## REQUIRED ACTION
In the data below, find every line with the word "brown" and copy it.

## EXERCISE DATA

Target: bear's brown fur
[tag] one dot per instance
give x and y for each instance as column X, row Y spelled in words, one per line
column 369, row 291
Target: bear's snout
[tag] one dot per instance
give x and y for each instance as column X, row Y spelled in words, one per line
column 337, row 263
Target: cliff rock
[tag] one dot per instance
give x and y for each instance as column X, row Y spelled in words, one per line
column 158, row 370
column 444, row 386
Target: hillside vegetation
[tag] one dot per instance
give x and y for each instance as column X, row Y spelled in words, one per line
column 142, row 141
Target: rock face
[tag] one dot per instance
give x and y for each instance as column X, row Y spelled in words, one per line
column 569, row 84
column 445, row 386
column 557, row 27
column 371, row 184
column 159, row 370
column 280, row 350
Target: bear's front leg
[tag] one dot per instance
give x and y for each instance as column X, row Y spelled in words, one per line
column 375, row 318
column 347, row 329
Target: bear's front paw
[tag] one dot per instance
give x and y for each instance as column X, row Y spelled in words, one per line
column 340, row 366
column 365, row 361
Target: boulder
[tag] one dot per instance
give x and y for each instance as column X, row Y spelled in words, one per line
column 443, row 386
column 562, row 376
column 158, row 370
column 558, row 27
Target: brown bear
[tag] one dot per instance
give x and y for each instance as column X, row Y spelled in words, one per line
--
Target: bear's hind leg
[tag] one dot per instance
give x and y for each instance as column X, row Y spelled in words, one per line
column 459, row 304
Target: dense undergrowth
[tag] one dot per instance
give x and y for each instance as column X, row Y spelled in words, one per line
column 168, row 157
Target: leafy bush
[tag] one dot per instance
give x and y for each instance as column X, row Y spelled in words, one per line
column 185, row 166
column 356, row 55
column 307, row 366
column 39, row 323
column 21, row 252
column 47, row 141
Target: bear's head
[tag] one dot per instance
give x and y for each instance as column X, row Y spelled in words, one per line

## REPLY
Target: bear's brown fur
Target: brown bear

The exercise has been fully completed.